Kin ve sevgi üzerine yazıda yazarın neden şimdilik beş örnekle yetindiğini, yazının bu konuda verdiği gerekçeye dayanarak bir iki cümleyle açıklayın.

Belge:

***

- 270 Okunma
- 0 Yorum
- 0 Beğeni
Kin ve Sevgi Üzerine
KİN VE SEVGİ ÜZERİNE
Önce düncel
Sevgili okuyucular, yaklaşık 2500 yıl önce Atina’da yaşayan ve ölümsüz tragedyalar yazan Sophokles: “Ben bu dünyaya kin değil, sevgi paylaşmaya geldim,” diyor.
19. yüzyılın ikinci yarısında yaşayan Fransız yazar Alphonse Daudet, kini şöyle tanımlamış: “Kin, zayıfların öfkesidir.”
Eserlerinin çoğunu okuduğum ve romanlarına hayran kaldığım Dostoyevski: “Sevgi ile kin, aynı kalpte uzun süre barınamaz,” demiş.
Meşhur Fransız filozof Alain’in “Sevgi her zaman karşılık görür, kin de…” özdeyişini ve Budistlerin kutsal kitaplarından biri olan Dhammapada’daki şu cümleyi yazmadan geçemeyeceğim: “Kin, hiçbir zaman kinle söndürülememiştir; kini sadece iyi niyet yok eder. Bu, değişmez bir kanundur.”
İnsanlığa mal olmuş meşhur şahsiyetlerin “kin ve sevgi” üzerine söylediği özlü sözleri toplayıp yayımlamaya kalksak sanırım bir kitap eder. Şimdilik beş örnekle yetinelim. Burada şöyle bir soru sorabilirsiniz: “Hep yabancılara ait örnekler vermişsin; bu konu hakkında bizim aydınlarımızın hiç mi sözü yok?”

***

Veri seti kesiti:
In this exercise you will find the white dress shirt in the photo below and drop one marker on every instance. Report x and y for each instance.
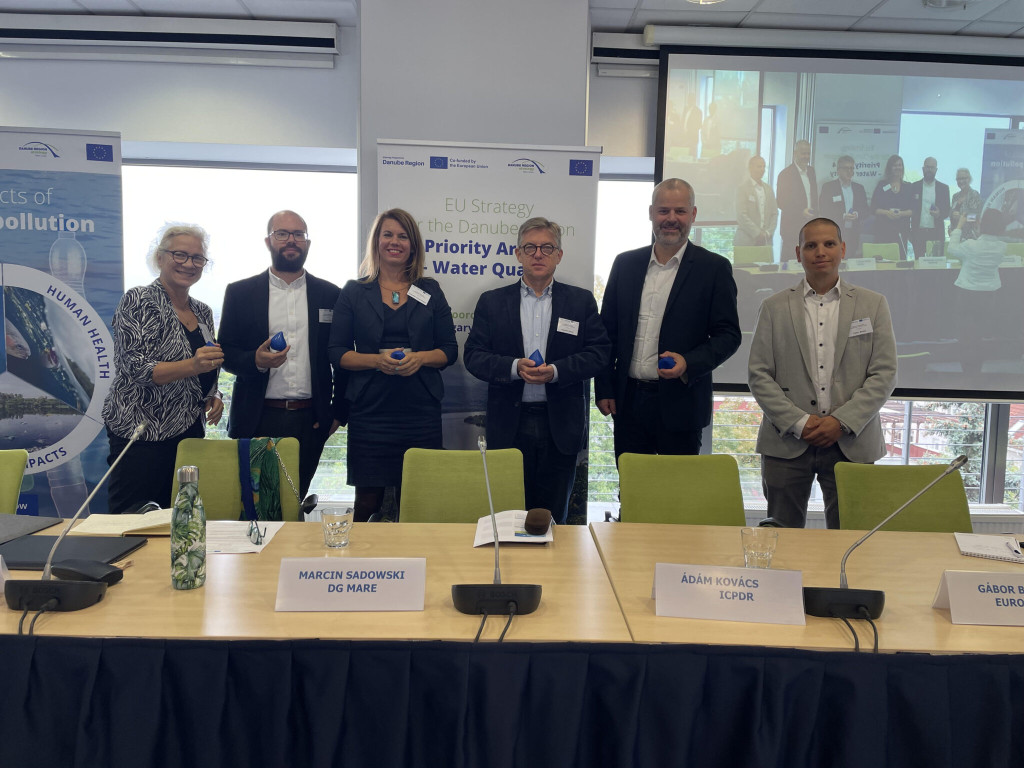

***

Yanıt aşağıda: Yazar, insanlığa mal olmuş ünlü kişilerin kin ve sevgi üzerine söylediği özlü sözler toplanıp yayımlanmaya kalkılsa bunun bir kitap edeceğini düşünür. Bu yüzden şimdilik beş örnekle yetinir.